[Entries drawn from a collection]
▶
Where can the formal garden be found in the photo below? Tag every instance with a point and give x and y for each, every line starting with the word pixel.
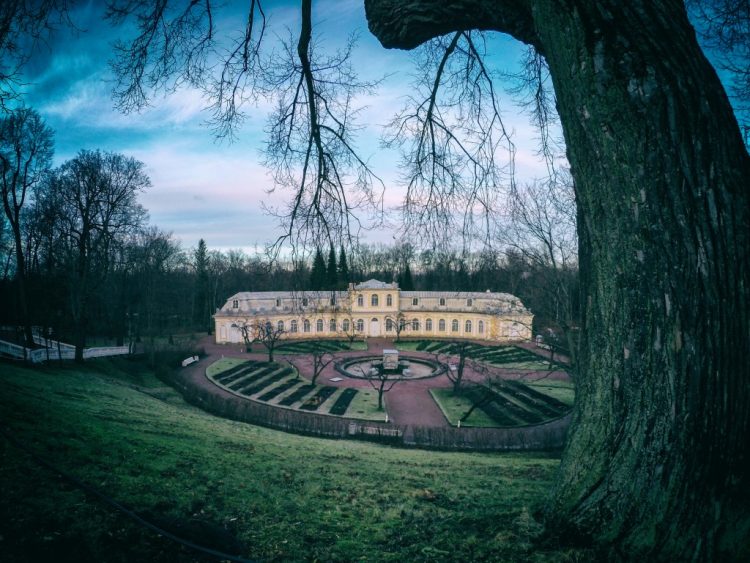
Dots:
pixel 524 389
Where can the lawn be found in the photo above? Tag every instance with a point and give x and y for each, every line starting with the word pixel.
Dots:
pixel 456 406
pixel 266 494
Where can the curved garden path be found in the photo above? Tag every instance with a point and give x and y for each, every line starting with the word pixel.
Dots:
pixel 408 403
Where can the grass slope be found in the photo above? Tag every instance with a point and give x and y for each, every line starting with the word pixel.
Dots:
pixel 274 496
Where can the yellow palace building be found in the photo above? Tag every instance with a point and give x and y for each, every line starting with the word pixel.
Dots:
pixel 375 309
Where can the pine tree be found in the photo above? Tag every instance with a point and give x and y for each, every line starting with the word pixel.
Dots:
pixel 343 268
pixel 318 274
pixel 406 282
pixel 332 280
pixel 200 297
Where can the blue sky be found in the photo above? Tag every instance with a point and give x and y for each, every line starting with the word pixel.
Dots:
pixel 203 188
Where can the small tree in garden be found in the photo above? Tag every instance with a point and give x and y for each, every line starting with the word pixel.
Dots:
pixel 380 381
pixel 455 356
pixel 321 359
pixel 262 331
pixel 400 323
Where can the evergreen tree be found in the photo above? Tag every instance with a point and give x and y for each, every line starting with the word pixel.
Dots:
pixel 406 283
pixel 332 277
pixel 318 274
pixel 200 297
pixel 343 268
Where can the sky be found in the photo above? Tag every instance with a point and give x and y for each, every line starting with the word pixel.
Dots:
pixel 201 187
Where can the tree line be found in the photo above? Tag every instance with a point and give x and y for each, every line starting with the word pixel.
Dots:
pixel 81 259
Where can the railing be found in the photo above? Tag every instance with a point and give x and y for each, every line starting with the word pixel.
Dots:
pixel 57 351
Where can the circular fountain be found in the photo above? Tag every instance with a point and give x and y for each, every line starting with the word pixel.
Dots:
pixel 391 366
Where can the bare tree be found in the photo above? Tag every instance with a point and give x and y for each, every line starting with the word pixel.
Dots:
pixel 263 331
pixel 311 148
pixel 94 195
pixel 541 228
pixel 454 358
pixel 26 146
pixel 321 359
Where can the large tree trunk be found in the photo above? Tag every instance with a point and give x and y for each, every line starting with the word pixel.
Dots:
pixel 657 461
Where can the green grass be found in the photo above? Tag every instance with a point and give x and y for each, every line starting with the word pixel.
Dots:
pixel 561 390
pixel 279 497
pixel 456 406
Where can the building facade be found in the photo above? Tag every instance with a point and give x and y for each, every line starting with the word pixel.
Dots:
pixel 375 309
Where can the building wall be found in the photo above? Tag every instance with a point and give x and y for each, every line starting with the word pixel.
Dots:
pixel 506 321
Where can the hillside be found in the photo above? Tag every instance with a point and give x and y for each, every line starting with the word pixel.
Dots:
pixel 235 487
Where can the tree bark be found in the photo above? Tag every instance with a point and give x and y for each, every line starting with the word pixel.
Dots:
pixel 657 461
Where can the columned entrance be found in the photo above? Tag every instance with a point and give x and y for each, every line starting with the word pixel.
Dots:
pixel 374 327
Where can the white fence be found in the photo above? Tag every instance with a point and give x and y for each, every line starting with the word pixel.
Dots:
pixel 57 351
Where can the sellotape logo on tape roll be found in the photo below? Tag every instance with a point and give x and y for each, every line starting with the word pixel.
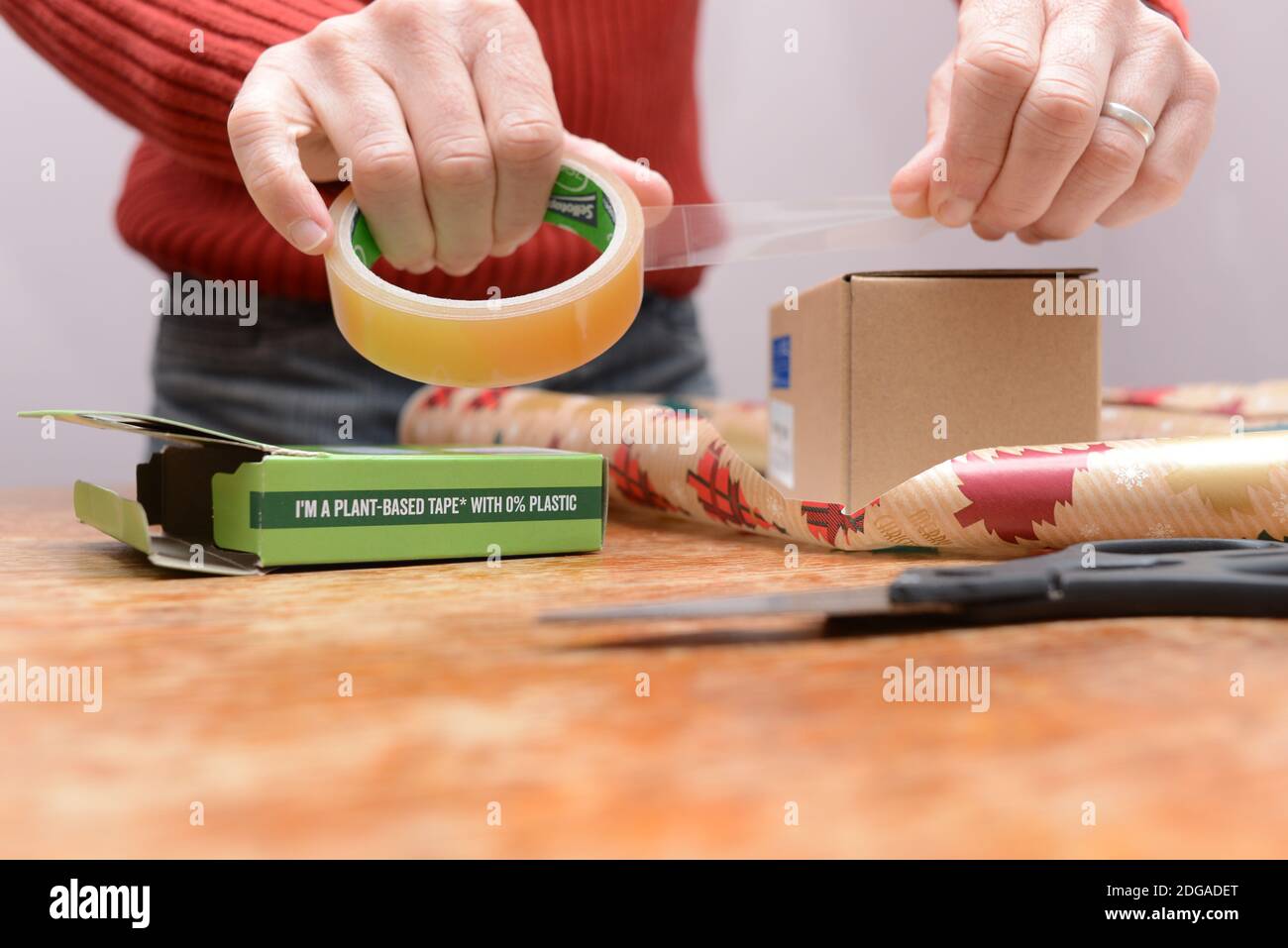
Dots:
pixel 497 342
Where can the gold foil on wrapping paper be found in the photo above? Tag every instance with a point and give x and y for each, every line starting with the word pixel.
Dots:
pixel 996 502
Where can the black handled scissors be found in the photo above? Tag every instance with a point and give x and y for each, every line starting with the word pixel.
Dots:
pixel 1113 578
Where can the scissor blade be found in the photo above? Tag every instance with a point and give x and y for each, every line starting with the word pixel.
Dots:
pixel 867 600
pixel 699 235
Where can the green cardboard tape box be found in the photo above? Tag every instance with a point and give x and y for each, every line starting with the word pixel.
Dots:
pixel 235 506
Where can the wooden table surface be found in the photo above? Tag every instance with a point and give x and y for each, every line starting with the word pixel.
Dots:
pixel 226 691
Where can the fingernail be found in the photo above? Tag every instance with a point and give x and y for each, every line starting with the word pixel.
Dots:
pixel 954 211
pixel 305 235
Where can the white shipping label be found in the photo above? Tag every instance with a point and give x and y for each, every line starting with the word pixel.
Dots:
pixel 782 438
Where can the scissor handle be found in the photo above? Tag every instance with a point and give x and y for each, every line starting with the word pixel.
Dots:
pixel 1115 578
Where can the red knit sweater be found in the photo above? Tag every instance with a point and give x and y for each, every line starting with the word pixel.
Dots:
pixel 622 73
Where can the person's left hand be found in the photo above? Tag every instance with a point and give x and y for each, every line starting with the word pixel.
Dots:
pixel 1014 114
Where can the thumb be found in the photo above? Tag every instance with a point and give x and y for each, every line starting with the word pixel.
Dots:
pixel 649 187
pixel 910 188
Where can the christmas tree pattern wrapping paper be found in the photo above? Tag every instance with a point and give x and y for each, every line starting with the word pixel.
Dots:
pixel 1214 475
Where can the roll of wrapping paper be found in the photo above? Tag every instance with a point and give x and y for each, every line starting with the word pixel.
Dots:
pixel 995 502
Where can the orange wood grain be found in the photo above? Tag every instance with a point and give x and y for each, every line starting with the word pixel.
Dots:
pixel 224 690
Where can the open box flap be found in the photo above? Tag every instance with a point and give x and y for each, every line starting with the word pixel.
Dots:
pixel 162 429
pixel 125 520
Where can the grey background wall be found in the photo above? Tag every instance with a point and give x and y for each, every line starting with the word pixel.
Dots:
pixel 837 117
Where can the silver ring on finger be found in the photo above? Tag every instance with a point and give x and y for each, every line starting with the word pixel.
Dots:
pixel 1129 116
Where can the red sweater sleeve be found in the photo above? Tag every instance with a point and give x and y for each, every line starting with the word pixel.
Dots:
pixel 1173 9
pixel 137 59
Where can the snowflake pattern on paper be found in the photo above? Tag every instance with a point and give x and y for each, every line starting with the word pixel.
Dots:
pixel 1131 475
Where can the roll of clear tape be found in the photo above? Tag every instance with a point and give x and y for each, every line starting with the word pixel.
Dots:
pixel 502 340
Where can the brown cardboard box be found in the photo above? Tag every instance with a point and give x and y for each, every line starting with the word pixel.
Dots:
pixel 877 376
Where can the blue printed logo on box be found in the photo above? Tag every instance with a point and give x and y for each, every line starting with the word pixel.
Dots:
◀
§ Task instructions
Give the lines above as a numbered list, leaving out any blank lines and any pictures.

§ Solution for this exercise
1. Where can the formal garden be found in the photo below? Tag every instance with a point and give x and y for each, every line starting with the word pixel.
2. Dots:
3. pixel 524 389
4. Where can the lawn be found in the photo above? Tag every instance with a point and give x and y for each, every line starting with the word pixel.
5. Dots:
6. pixel 456 406
7. pixel 266 494
8. Where can the curved garden path be found in the photo above? Tag every instance with a point and give x and y for each, every line starting with the word pixel.
9. Dots:
10. pixel 408 403
11. Where can the grass slope be found in the photo above? Tag every instance with a point and give x and y for each, every line starting with the word pixel.
12. Dots:
13. pixel 274 496
14. Where can the yellow palace building be found in the photo above? Tag every instance with a point and give x and y for each, every line starting with the word pixel.
15. Dots:
16. pixel 375 309
17. Where can the pine tree be found in the photo above? Tag every instance with a point and give x and y for each, every line starting with the word pixel.
18. Dots:
19. pixel 343 268
20. pixel 318 274
21. pixel 406 282
22. pixel 332 280
23. pixel 200 297
24. Where can the blue sky be found in the photo above? Tag every instance with a point and give x and y for each, every line starting with the word pixel.
25. Dots:
26. pixel 203 188
27. Where can the small tree in garden be found in the photo above? Tag every instance with a point and give x and y for each, every line starting with the word pixel.
28. Dots:
29. pixel 380 381
30. pixel 455 356
31. pixel 321 359
32. pixel 262 331
33. pixel 400 323
34. Where can the evergreen tree be found in the photo above? Tag every instance with a point and give x and y for each, every line starting with the word pixel.
35. Dots:
36. pixel 406 283
37. pixel 332 277
38. pixel 318 274
39. pixel 200 297
40. pixel 343 268
41. Where can the sky be found in the photo above? Tag every instance with a point and give x and y for each, every line starting with the word pixel.
42. Dots:
43. pixel 201 187
44. Where can the tree line be found in the photo above? Tag every instance with a point and give x and y for each, every line starting with the word pixel.
45. Dots:
46. pixel 81 259
47. Where can the railing be found in the photo above? Tag every instance with a point and give x and y for each, every line starting with the word pixel.
48. Dots:
49. pixel 57 351
50. Where can the circular fountain be found in the photo above? Tag every instance with a point and give x and y for each, every line starting with the word pixel.
51. Dots:
52. pixel 391 366
53. Where can the bare tree be found in the photo above? Tag every instance with a point and give x and y for each, every line starting with the word pixel.
54. Dots:
55. pixel 263 331
56. pixel 311 148
57. pixel 94 195
58. pixel 541 228
59. pixel 454 358
60. pixel 26 146
61. pixel 321 359
62. Where can the large tree trunk be found in the photo above? Tag every instance with a point and give x and y for each, every line starting with the word pixel.
63. Dots:
64. pixel 657 461
65. Where can the green grass be found in the photo above? Tag every instance with a point and give x and y for each, every line starting with the word pixel.
66. Dots:
67. pixel 561 390
68. pixel 279 497
69. pixel 456 406
70. Where can the building facade be found in the photo above? Tag every instance with a point and give x and y for each, every line starting with the word pixel.
71. Dots:
72. pixel 375 309
73. Where can the building wall be found in the photo above? Tag every instance with a point and give x and y for each, every line starting with the word pixel.
74. Dots:
75. pixel 506 321
76. Where can the hillside be found in the photo above? Tag every instance with a point and give x and y for each, every line starting with the word pixel.
77. Dots:
78. pixel 235 487
79. Where can the tree bark be found in the photo above? Tag every instance with a point and give x and y for each, every line starting with the word pixel.
80. Dots:
81. pixel 657 461
82. Where can the columned entrance be found in the photo above? Tag every instance with a point and give x and y for each, every line starting with the word pixel.
83. Dots:
84. pixel 374 327
85. Where can the white fence be found in the photo above? Tag every instance with a point and give x and y for each, every line starting with the word pixel.
86. Dots:
87. pixel 57 351
88. Where can the sellotape logo on tape roll be found in the photo below? Tag every instance with a point and give x and y for each, every line starting with the word pixel.
89. Dots:
90. pixel 497 342
91. Where can the gold foil on wrapping paper be found in the photo above? Tag every instance with a point and give x and y for each, every line starting with the word pixel.
92. Dots:
93. pixel 996 502
94. Where can the black handled scissors be found in the photo above? Tag every instance with a point and give x and y for each, every line starting with the word pixel.
95. Dots:
96. pixel 1113 578
97. Where can the scissor blade be found in the photo above? Tag every instance with a point and give x and y for each, every line starting with the word pixel.
98. Dots:
99. pixel 867 600
100. pixel 699 235
101. Where can the green cardboard tape box be found in the photo above? Tag every instance with a point and give x and y for each, every line starting with the word pixel.
102. Dots:
103. pixel 235 506
104. Where can the wooden table surface be found in the photo above? Tag every instance with a point and give x and y for each, every line starting with the word pixel.
105. Dots:
106. pixel 226 691
107. Where can the fingernail be found in the photo above? Tag every instance with a point and give x and y for each, every line starting with the word pixel.
108. Dots:
109. pixel 954 211
110. pixel 305 235
111. Where can the white shipping label be found in the photo above? Tag every instance with a point and give x and y for each, every line starting with the word pixel.
112. Dots:
113. pixel 782 438
114. Where can the scissor handle be found in the photo above? Tag every instance with a point and give x and y for each, every line starting with the word pixel.
115. Dots:
116. pixel 1115 578
117. Where can the red knit sweater be found in the photo above? Tag every instance with a point and give x and y for each, every line starting with the word pixel.
118. Dots:
119. pixel 622 73
120. Where can the person's left hand be found in the photo above? Tag every instance with a point and give x and y for each, every line starting with the word pixel.
121. Dots:
122. pixel 1014 114
123. Where can the thumb be found in the photo above? Tag every instance with a point and give x and y for each, every line starting with the word pixel.
124. Dots:
125. pixel 649 187
126. pixel 910 188
127. Where can the christmas tree pattern wrapping paper be found in the photo above? Tag every instance with a point and give x and y for each, every line starting with the word pixel.
128. Dots:
129. pixel 1214 475
130. Where can the roll of wrapping paper be found in the photo above? Tag every instance with a point and give x and y for each, every line starting with the word pixel.
131. Dots:
132. pixel 995 502
133. Where can the orange wood grain be found in the photo above? Tag every instance with a point and give x and y for each, every line starting with the word pixel.
134. Dots:
135. pixel 224 690
136. Where can the open box flap be found in the photo above? Tag every instance with a point and give x and y for each, every line starting with the word pixel.
137. Dots:
138. pixel 162 429
139. pixel 125 520
140. Where can the grey background wall be found in the photo above? Tag every instance with a point and give x and y for each, every line starting with the word pixel.
141. Dots:
142. pixel 837 117
143. Where can the silver ring on finger be found in the photo above? Tag every instance with a point and give x and y for each, every line starting with the word pixel.
144. Dots:
145. pixel 1129 116
146. Where can the red sweater sleeve be found in the photo above? Tag every instance with a point and give x and y for each, every line starting with the word pixel.
147. Dots:
148. pixel 1173 9
149. pixel 137 59
150. Where can the snowflake pattern on paper be found in the photo above? Tag every instance with a point and give x and y for each, every line starting with the word pixel.
151. Dots:
152. pixel 1131 475
153. Where can the roll of clear tape be found in the photo above? Tag every instance with a point and give x and y for each, every line starting with the word pixel.
154. Dots:
155. pixel 502 340
156. Where can the brown cardboard box be found in the photo above? Tag every instance with a point and give x and y for each, every line starting with the word pixel.
157. Dots:
158. pixel 877 376
159. Where can the blue printed logo on box be found in the photo above? Tag every instance with a point and give x and y for each, every line starting with the word pixel.
160. Dots:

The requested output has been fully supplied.